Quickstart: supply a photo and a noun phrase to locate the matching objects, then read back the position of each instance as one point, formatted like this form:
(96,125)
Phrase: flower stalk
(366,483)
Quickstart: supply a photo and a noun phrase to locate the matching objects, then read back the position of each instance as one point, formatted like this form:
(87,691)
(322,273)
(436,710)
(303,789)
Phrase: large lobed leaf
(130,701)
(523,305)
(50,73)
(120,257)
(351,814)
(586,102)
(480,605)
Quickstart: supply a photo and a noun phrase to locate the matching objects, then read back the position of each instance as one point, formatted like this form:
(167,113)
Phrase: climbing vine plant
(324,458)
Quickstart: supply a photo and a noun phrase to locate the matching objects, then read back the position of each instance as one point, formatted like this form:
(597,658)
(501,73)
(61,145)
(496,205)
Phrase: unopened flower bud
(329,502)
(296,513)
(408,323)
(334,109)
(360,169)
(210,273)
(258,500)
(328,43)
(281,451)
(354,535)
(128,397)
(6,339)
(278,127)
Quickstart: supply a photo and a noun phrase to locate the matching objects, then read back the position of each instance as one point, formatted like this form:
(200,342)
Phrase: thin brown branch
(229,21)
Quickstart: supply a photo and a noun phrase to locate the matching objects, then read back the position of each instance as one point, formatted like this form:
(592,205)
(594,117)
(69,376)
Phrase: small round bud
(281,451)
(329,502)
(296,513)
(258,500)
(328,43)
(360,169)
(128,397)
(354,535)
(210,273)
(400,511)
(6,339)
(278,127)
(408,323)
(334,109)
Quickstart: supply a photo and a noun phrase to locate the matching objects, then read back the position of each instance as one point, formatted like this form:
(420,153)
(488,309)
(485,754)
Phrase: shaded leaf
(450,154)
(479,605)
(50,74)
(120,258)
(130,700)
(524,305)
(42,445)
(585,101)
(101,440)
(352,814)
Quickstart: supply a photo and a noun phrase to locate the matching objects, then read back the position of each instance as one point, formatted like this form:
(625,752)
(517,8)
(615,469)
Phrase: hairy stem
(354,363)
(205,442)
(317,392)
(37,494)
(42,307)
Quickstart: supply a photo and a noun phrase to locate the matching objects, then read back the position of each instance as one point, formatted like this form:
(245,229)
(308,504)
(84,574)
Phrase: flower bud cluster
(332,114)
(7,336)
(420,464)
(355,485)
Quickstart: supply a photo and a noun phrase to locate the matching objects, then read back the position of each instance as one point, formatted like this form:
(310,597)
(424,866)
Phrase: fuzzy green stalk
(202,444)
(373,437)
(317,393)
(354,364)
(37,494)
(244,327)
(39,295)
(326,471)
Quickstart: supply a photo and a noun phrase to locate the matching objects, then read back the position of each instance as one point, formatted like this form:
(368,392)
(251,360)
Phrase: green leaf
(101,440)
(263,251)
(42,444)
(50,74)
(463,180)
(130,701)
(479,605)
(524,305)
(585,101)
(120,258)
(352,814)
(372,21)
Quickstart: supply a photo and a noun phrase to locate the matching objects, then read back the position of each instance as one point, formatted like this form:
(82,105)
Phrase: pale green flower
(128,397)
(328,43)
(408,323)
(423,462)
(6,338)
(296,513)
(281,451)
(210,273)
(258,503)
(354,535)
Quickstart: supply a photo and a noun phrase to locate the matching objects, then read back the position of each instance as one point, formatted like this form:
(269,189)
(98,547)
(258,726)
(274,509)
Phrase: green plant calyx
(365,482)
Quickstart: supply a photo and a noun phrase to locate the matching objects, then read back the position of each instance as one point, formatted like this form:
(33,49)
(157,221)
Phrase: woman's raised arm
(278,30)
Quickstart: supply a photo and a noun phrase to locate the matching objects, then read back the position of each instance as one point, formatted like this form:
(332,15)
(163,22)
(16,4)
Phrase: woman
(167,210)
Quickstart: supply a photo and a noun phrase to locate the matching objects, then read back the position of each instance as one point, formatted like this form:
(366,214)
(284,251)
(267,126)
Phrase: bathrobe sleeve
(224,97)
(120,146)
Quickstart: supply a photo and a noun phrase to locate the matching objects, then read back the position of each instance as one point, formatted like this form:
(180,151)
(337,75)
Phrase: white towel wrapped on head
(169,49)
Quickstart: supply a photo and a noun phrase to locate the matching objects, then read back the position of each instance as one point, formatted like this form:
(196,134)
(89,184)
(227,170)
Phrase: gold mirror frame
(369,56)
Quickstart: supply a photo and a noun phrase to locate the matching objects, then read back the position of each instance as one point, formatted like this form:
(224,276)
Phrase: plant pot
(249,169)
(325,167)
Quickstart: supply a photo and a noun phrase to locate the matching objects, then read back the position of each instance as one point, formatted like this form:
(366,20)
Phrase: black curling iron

----

## DIRECTIONS FOR THIS TASK
Repeat the material from above exactly, word for word.

## TASK SOLUTION
Quickstart: supply a photo and a noun phrase to locate the matching objects, then read back the position of each instance as one point, formatted like this form:
(96,125)
Phrase: flower stalk
(366,483)
Quickstart: supply a photo and a noun phrase to locate the matching objects, then read back the position of each instance as one point, formatted like this form:
(87,691)
(322,273)
(436,710)
(303,789)
Phrase: large lobed leaf
(130,701)
(523,305)
(50,73)
(120,257)
(351,814)
(586,102)
(480,605)
Quickstart: supply a photo and a noun phrase to locate the matching objects, then read back the position of each instance as one point, formatted like this form:
(167,113)
Phrase: climbing vine plant
(324,458)
Quickstart: supply a photo and a noun phrase to locate the matching objects, then read back the position of each instance as one point, formatted like this form:
(597,658)
(501,73)
(61,145)
(496,205)
Phrase: unopened flower bud
(329,502)
(296,513)
(408,323)
(334,109)
(360,169)
(210,273)
(258,500)
(328,43)
(281,451)
(354,535)
(128,397)
(6,339)
(278,127)
Quickstart: supply a photo and a noun phrase to locate the matching objects, then read back the position of each instance as one point, formatted like this form:
(200,342)
Phrase: thin brown branch
(229,21)
Quickstart: supply a photo and a noun phrase to locate the matching objects, then read back the position of each instance as one point, formatted like this form:
(592,205)
(594,117)
(69,376)
Phrase: small round bud
(281,451)
(329,502)
(296,513)
(258,500)
(328,43)
(360,169)
(128,397)
(354,535)
(210,273)
(400,511)
(6,339)
(278,127)
(408,323)
(334,109)
Quickstart: supply a photo and a noun phrase to locate the matching objects, then read back the position of each instance as one point, formatted like this form:
(420,153)
(488,309)
(485,754)
Phrase: shaded leaf
(450,154)
(479,605)
(50,74)
(120,258)
(130,700)
(524,305)
(42,445)
(585,101)
(101,440)
(352,814)
Quickstart: supply a photo and a noun phrase to locate the matching objects, then read back the position of each instance as one point, formatted like this form:
(625,752)
(517,8)
(615,469)
Phrase: hairy stem
(354,363)
(205,442)
(317,392)
(37,494)
(42,307)
Quickstart: supply a photo and a noun phrase to locate the matching objects, then read back the position of each instance as one point, formatted like this form:
(245,229)
(308,504)
(84,574)
Phrase: flower bud cluster
(332,114)
(7,336)
(420,464)
(355,485)
Quickstart: supply a photo and a noun phrase to locate the matching objects, then read back the position of each instance as one point, formatted like this form:
(310,597)
(424,866)
Phrase: fuzzy green stalk
(202,444)
(373,437)
(317,393)
(354,364)
(37,494)
(244,327)
(39,295)
(326,471)
Quickstart: supply a photo and a noun phrase to locate the matching objects, then read back the position of each instance as one point, formatted like this form:
(368,392)
(251,360)
Phrase: green leaf
(101,440)
(263,251)
(42,444)
(50,74)
(463,180)
(130,701)
(479,605)
(524,305)
(585,101)
(120,258)
(352,814)
(372,21)
Quickstart: supply a photo and a noun phrase to locate the matching objects, then read back the position of each instance as one point, formatted like this form:
(82,105)
Phrase: pale green flower
(128,397)
(328,43)
(408,323)
(423,462)
(6,338)
(296,513)
(281,451)
(210,273)
(258,503)
(354,535)
Quickstart: supply a photo and a noun phrase to locate the matching objects, then read back the position of each instance as one point, formatted like this form:
(269,189)
(98,547)
(258,726)
(274,509)
Phrase: green plant calyx
(365,482)
Quickstart: supply a photo and a noun phrase to locate the matching objects, then read back the position of each instance as one point, formatted like this form:
(33,49)
(157,221)
Phrase: woman's raised arm
(278,30)
Quickstart: supply a photo and a noun phrase to locate the matching objects, then read back the position of each instance as one point, formatted like this form:
(332,15)
(163,22)
(16,4)
Phrase: woman
(167,210)
Quickstart: supply a photo and a noun phrase to locate the matching objects, then read back the position of each instance as one point, formatted like this form:
(366,214)
(284,251)
(267,126)
Phrase: bathrobe sleeve
(224,97)
(120,146)
Quickstart: supply a photo and a noun phrase to locate the matching objects, then read back the position of each instance as one point, formatted like this form:
(180,151)
(337,75)
Phrase: white towel wrapped on head
(169,49)
Quickstart: supply a photo and a noun phrase to locate the matching objects, then read back the position of each instance as one point, formatted like this form:
(196,134)
(89,184)
(227,170)
Phrase: gold mirror frame
(369,56)
Quickstart: supply a photo and a noun phrase to locate the matching objects, then read back the position of each instance as one point, formatted like this form:
(224,276)
Phrase: plant pot
(249,169)
(325,167)
Quickstart: supply a photo and a noun phrase to locate the matching objects, then read back the position of each instance as one point, formatted like this form:
(366,20)
Phrase: black curling iron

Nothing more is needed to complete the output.